> Exercise requirements: Please convert all of the records below into a numbered list, omitting any blank lines.

> Material to process:
===============
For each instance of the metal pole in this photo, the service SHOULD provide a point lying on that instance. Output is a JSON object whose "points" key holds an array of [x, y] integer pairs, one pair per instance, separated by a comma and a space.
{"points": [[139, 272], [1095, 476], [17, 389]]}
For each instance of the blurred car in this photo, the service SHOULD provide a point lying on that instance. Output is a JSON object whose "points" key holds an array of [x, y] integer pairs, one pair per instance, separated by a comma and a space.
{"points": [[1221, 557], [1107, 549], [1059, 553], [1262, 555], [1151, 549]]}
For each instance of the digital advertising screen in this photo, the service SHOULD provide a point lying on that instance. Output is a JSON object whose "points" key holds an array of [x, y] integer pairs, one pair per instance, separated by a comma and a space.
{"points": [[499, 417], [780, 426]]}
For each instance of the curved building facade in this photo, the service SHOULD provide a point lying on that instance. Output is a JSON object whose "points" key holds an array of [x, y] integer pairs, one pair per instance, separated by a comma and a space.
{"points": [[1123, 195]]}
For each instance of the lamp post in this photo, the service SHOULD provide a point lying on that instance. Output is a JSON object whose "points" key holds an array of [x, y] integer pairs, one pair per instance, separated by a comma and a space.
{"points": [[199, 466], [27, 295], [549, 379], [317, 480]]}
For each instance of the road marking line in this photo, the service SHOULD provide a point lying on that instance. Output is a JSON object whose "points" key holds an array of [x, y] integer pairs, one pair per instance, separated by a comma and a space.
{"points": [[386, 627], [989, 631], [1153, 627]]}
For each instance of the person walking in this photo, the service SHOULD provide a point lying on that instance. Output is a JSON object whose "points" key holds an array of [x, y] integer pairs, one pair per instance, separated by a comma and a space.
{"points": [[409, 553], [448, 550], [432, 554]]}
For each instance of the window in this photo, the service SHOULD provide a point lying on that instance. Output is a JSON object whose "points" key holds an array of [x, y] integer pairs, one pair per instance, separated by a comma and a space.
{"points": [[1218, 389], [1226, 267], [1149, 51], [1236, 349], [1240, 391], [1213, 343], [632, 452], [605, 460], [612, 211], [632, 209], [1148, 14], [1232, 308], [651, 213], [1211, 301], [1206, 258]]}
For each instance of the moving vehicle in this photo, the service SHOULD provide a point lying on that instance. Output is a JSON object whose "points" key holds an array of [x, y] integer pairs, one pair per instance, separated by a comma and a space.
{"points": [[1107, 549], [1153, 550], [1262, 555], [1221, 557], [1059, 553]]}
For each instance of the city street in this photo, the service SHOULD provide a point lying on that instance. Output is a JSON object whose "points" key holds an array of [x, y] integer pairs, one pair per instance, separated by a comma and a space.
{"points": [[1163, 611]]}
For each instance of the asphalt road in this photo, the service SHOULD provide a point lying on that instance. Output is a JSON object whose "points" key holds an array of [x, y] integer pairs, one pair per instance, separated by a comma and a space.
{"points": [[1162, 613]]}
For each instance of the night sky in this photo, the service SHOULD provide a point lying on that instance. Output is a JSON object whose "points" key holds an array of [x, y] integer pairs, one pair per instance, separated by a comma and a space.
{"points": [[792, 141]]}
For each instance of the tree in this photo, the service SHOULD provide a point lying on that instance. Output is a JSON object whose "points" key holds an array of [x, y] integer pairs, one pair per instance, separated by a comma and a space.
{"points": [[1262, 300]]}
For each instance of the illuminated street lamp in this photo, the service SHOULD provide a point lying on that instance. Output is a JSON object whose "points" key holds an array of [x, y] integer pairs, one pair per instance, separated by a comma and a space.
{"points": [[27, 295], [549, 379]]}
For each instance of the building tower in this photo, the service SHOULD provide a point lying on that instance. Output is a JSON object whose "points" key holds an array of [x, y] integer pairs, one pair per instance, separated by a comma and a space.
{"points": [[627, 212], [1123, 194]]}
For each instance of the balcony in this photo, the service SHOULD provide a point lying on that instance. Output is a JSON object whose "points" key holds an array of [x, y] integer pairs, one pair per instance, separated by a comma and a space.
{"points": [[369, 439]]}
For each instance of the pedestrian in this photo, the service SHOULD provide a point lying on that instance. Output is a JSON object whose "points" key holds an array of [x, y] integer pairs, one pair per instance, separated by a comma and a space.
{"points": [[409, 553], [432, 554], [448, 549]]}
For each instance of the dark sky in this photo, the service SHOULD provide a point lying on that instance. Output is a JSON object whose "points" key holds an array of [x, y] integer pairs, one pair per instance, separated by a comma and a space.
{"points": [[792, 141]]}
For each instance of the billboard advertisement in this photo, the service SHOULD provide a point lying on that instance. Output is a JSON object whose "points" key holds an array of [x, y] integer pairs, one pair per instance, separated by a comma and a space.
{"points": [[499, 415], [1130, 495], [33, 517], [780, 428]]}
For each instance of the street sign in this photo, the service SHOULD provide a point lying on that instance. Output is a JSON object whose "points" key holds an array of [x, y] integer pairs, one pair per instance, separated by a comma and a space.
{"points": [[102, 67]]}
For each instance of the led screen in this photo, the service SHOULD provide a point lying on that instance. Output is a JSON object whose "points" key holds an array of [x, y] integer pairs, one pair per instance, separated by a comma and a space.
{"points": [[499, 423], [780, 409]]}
===============
> Solved problem:
1. For each instance of the metal pole in this photo, the service SHOULD provide a point lying on that instance. Output is a JSON object whose "points" key holds an array of [x, y] integer pairs, one pair per instance, separated by a comma and a space.
2. {"points": [[139, 272], [1095, 476], [17, 389]]}
3. For each instance of the blurred car in this photo, the service SHOULD provide a point lying on that instance. Output is a JSON object whose "points" key holds an array of [x, y] integer pairs, one pair per instance, separated by a comma and a space.
4. {"points": [[1221, 557], [1107, 549], [1059, 553], [1262, 555], [1151, 549]]}
5. For each instance of the digital advertising screen in this photo, the service SHOULD provide a point lying on that instance. Output is a JSON object whose "points" key holds an array of [x, y] integer pairs, one pair per instance, separated by a comma and a space.
6. {"points": [[499, 417], [780, 426]]}
7. For each instance of the curved building facade in this photo, the service SHOULD provide a point lying on that instance. Output is a JSON object whose "points" key holds an array of [x, y] integer pairs, one pair per instance, separated by a comma and a space.
8. {"points": [[1123, 195]]}
9. For each instance of the lamp post in this photo, the service SHOULD provide a point lying on that instance. Output is a JSON object whose "points" key holds an array of [x, y] integer pairs, one pair per instance, separated by a comma and a space.
10. {"points": [[199, 466], [27, 295], [549, 379], [317, 480]]}
11. For each instance of the road marking line in this photo, the service SHOULD provide a point lying on that instance. Output is a JSON object whose "points" key holds an array of [x, y] integer pairs, one pair per instance, separated by a comma and a space.
12. {"points": [[386, 627], [989, 631], [1153, 627]]}
13. For each instance of the person walking in this photo, the service SHOULD provide a point lying on that instance. Output is a JSON object whose "points" key holds an array of [x, y] integer pairs, one pair per instance, separated by a comma and a space.
14. {"points": [[409, 553], [448, 550], [432, 554]]}
15. For each instance of the window in this photo, the service SHOULD provide a point lying on that instance. Output is a JSON object whose "points" key holds an array of [x, y] integer pairs, one pair per instance, separated by a comma and a space.
16. {"points": [[1218, 389], [1226, 267], [1149, 51], [1236, 349], [1240, 391], [1213, 343], [632, 452], [605, 460], [612, 211], [632, 209], [1148, 14], [1232, 308], [651, 213], [1211, 301], [1206, 258]]}
17. For each instance of the moving vehicle in this photo, the service SHOULD provide a point lying on that instance. Output is a JSON object whose "points" key holds an array of [x, y] integer pairs, one pair per instance, separated by a comma and a space.
18. {"points": [[1107, 549], [1153, 550], [1262, 555], [1221, 557], [1059, 553]]}
19. For each instance of the city street in this photo, the service SHOULD provide a point lying on that instance. Output is a JSON object whose "points" key holds an array of [x, y] integer pairs, one pair per instance, separated by a comma and a space.
20. {"points": [[1163, 611]]}
21. For each instance of the asphalt road in this photo, the service SHOULD provide a point lying on that instance. Output is a JSON object whose "points" key holds an array of [x, y] integer pairs, one pair per instance, separated by a comma and a space.
22. {"points": [[1162, 613]]}
23. For each instance of the night sky in this photo, the service SHOULD provide a point lying on that instance. Output is a JSON object whose "points" key holds an array of [x, y] integer pairs, one pair per instance, separated by a comma and a space.
24. {"points": [[792, 141]]}
25. For each instance of the tree in this photo, the service SHOULD provide a point lying on that instance. Output is a JSON object whose "points" key holds an array of [x, y] integer pairs, one pair per instance, separated by a comma and a space.
26. {"points": [[1262, 300]]}
27. For each instance of the illuminated street lamp in this photo, the service SHOULD provide a point lying on that instance. Output is a JSON object whose "points" key holds an array of [x, y] integer pairs, one pair per instance, separated by a comma and a space.
28. {"points": [[27, 295], [549, 379]]}
29. For each instance of the building tower in this photo, the service SHOULD provide a point lying on that instance. Output is a JSON object whose "points" key holds an array of [x, y] integer pairs, one pair per instance, separated by a comma and a space.
30. {"points": [[627, 212], [1123, 194]]}
31. For each instance of the balcony in this photo, the service SHOULD provide a point lying on that instance. Output is a JSON object whose "points" key holds an array of [x, y] integer pairs, one pair per instance, separated by a comma and a space.
32. {"points": [[369, 439]]}
33. For each instance of the pedestrian in this photo, the service SHOULD provide a point lying on that instance. Output is a JSON object whose "points" key holds an array of [x, y] integer pairs, one pair per instance, separated by a comma and a space.
34. {"points": [[409, 553], [432, 554], [448, 549]]}
35. For each instance of the dark sky in this photo, the service SHOULD provide a point lying on that instance. Output is a JSON object whose "points" key holds an array of [x, y] integer pairs, one pair per instance, separated by a comma and a space.
36. {"points": [[792, 141]]}
37. For each instance of the billboard advertisement in this photo, the service SHOULD provide a point lying on that instance. Output is a JSON object whose "points" key holds an array of [x, y] integer pairs, one pair per instance, separated by a comma and a space.
38. {"points": [[499, 415], [1130, 495], [33, 517], [780, 428]]}
39. For each instance of the street sign in this photo, the service SHOULD provide a point lying on that instance. Output is a JSON object whose "points" key holds an array of [x, y] integer pairs, one pair per instance, separated by a comma and a space.
40. {"points": [[102, 67]]}
41. For each instance of the led screen in this photo, the service SHOULD provide a point lying on that instance. Output is a JSON object whose "points" key holds an array of [x, y] integer pairs, one pair per instance, separated by a comma and a space.
42. {"points": [[499, 423], [780, 409]]}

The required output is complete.